## begin Provided records

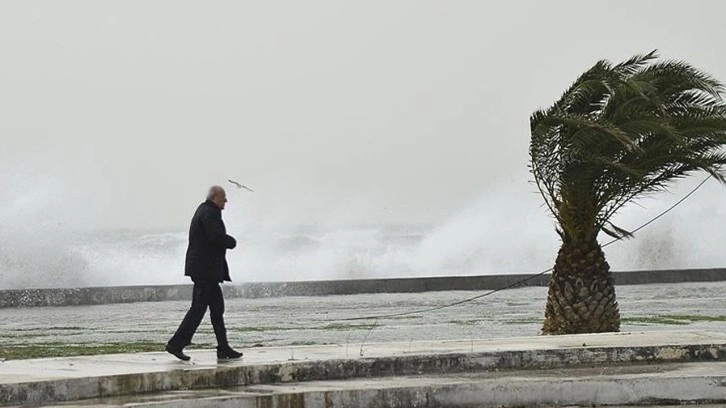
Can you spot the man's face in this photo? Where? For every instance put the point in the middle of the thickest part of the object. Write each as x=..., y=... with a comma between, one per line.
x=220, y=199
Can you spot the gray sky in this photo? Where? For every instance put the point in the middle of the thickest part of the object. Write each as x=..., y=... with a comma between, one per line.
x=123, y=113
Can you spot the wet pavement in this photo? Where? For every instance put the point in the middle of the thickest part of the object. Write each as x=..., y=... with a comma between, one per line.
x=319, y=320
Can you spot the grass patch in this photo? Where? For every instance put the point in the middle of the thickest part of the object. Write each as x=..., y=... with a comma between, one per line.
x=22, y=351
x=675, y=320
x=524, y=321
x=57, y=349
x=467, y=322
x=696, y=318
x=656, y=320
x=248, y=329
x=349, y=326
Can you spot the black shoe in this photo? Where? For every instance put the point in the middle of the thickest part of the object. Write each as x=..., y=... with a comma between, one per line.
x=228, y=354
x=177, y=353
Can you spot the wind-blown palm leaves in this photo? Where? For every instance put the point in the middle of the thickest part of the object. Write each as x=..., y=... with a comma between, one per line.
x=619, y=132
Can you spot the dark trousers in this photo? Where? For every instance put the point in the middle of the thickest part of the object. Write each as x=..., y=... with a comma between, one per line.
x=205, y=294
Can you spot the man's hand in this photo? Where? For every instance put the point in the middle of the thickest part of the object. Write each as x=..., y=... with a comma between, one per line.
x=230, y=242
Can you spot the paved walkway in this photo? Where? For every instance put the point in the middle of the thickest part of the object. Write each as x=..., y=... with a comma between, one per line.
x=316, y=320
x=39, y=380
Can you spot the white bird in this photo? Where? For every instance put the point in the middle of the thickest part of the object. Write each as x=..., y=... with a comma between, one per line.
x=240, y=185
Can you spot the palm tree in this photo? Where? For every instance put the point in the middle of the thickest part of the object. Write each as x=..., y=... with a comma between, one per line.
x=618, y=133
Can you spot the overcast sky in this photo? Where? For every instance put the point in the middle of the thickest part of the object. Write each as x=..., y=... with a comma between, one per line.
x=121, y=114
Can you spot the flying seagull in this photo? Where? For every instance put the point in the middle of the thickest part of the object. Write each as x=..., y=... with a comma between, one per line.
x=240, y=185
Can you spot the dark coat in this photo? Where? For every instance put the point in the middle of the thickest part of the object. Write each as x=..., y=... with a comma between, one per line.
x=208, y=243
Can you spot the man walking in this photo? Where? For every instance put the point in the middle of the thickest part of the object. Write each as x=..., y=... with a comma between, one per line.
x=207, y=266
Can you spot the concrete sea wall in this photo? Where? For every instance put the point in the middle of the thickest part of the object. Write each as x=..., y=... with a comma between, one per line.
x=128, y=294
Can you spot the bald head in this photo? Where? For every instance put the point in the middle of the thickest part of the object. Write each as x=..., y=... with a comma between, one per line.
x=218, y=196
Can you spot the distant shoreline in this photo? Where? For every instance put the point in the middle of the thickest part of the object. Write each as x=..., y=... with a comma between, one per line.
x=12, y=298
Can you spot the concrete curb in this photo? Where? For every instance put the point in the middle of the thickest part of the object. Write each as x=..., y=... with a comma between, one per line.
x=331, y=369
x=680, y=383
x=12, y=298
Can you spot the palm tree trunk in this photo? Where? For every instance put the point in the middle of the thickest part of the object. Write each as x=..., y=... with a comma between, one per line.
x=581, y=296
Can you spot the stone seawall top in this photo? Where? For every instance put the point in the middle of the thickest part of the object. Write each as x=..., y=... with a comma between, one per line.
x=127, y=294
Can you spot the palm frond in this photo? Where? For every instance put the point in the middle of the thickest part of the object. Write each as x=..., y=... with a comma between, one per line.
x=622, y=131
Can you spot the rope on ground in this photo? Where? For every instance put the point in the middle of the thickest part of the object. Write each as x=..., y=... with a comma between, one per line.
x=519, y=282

## end Provided records

» **Given instruction**
Convert the data above into a Markdown table with the columns Row and Line, giving each non-blank line its own numbered row and skipping blank lines. Leave the pictures out of the table.

» **Solved problem**
| Row | Line |
|---|---|
| 1 | Can you spot the man's face in this photo? Where? For every instance put the point in the middle of the thickest part of the object. Write each as x=..., y=... with a comma between, one per line. |
| 2 | x=220, y=199 |
| 3 | Can you spot the gray sky in this photo? Where? For every instance put the point in the middle of the thickest part of the object. Write each as x=..., y=... with a comma between, one per line. |
| 4 | x=123, y=113 |
| 5 | Can you spot the wet pavement in this photo? Where? For every instance put the point in the middle of the thickest part of the object. Write each as x=..., y=... with a comma between, one per line. |
| 6 | x=319, y=320 |
| 7 | Can you spot the grass patch in this photo? Where? For every instance put the point in the middle of the thickest part of the object. Write each as x=..., y=... with a comma between, one per line. |
| 8 | x=22, y=351 |
| 9 | x=675, y=320 |
| 10 | x=524, y=321 |
| 11 | x=57, y=349 |
| 12 | x=467, y=322 |
| 13 | x=696, y=318 |
| 14 | x=656, y=320 |
| 15 | x=248, y=329 |
| 16 | x=349, y=326 |
| 17 | Can you spot the black shoe in this photo? Where? For every instance put the point in the middle of the thickest part of the object. Write each as x=..., y=... with a comma between, one per line. |
| 18 | x=228, y=354 |
| 19 | x=177, y=353 |
| 20 | Can you spot the wind-blown palm leaves in this photo? Where? For every instance put the point in the middle of the thickest part of the object. Write each as x=..., y=... with a comma between, one per line. |
| 21 | x=619, y=132 |
| 22 | Can you spot the dark trousers in this photo? Where? For every instance put the point in the middle of the thickest part of the object. Write each as x=..., y=... with a comma between, one per line. |
| 23 | x=205, y=294 |
| 24 | Can you spot the man's hand in this photo? Where? For every instance put the point in the middle of the thickest part of the object. Write each as x=..., y=... with a comma between, one per line. |
| 25 | x=230, y=242 |
| 26 | Can you spot the paved walkway in this photo? Where? For every instance put the point in the middle of the thickest part of the object. Write each as x=..., y=... with a comma between, one per line. |
| 27 | x=316, y=320 |
| 28 | x=39, y=380 |
| 29 | Can you spot the white bird in this photo? Where? For every instance put the point in the middle of the thickest part of the object. Write each as x=..., y=... with a comma between, one per line. |
| 30 | x=240, y=185 |
| 31 | Can you spot the palm tree in this photo? Where? For every instance put the point in the middle of the thickest part of the object. Write each as x=..., y=... with a comma between, one per line. |
| 32 | x=618, y=133 |
| 33 | Can you spot the overcast sky in this photo? Where? For every instance put the point in the middle of the thickest part of the object. Write each as x=..., y=... with a comma between, one per line. |
| 34 | x=121, y=114 |
| 35 | Can you spot the flying seagull in this photo? Where? For every instance put the point in the middle of the thickest part of the object. Write each as x=..., y=... with a comma between, one per line. |
| 36 | x=240, y=185 |
| 37 | Can you spot the dark coat in this photo? Where? For every instance put the point in the middle of the thickest part of the object. Write each as x=..., y=... with a comma between, one per line. |
| 38 | x=208, y=243 |
| 39 | Can you spot the man walking in this photo? Where? For every instance put the point in the middle of the thickest part of the object. Write each as x=..., y=... with a comma between, one per line. |
| 40 | x=207, y=266 |
| 41 | Can you spot the concrete sea wall in this photo? Where? For every instance put the point in the middle of the thickest part of the object. Write each as x=..., y=... with a comma between, one per line. |
| 42 | x=128, y=294 |
| 43 | Can you spot the bald head in this photo? Where? For every instance put the point in the middle of the thickest part of the object. Write each as x=..., y=... with a comma between, one per line. |
| 44 | x=218, y=196 |
| 45 | Can you spot the distant shoreline in this photo? Where? For every instance put the point in the middle of the thickest part of the object. Write each as x=..., y=... with a comma between, one per line. |
| 46 | x=12, y=298 |
| 47 | Can you spot the concrete curb in this photo? Where? For every instance put the point in the middle of the thickest part of the object. Write each as x=..., y=... with a comma between, one per line. |
| 48 | x=331, y=369 |
| 49 | x=680, y=383 |
| 50 | x=12, y=298 |
| 51 | Can you spot the palm tree trunk in this photo? Where? For every instance put the point in the middle of the thickest part of the object. Write each as x=..., y=... with a comma between, one per line. |
| 52 | x=581, y=296 |
| 53 | Can you spot the stone seawall top in this photo? Where? For every instance put the point in the middle of the thickest part of the object. Write each as x=..., y=... with a comma between, one per line. |
| 54 | x=127, y=294 |
| 55 | Can you spot the palm frond in this photo? Where? For every instance put the point in the middle of the thickest part of the object. Write each as x=..., y=... with a comma between, one per line. |
| 56 | x=622, y=131 |
| 57 | Can you spot the rope on ground in this photo? Where? For every instance put the point in the middle of the thickest part of the object. Write each as x=..., y=... with a comma between, one per line. |
| 58 | x=519, y=282 |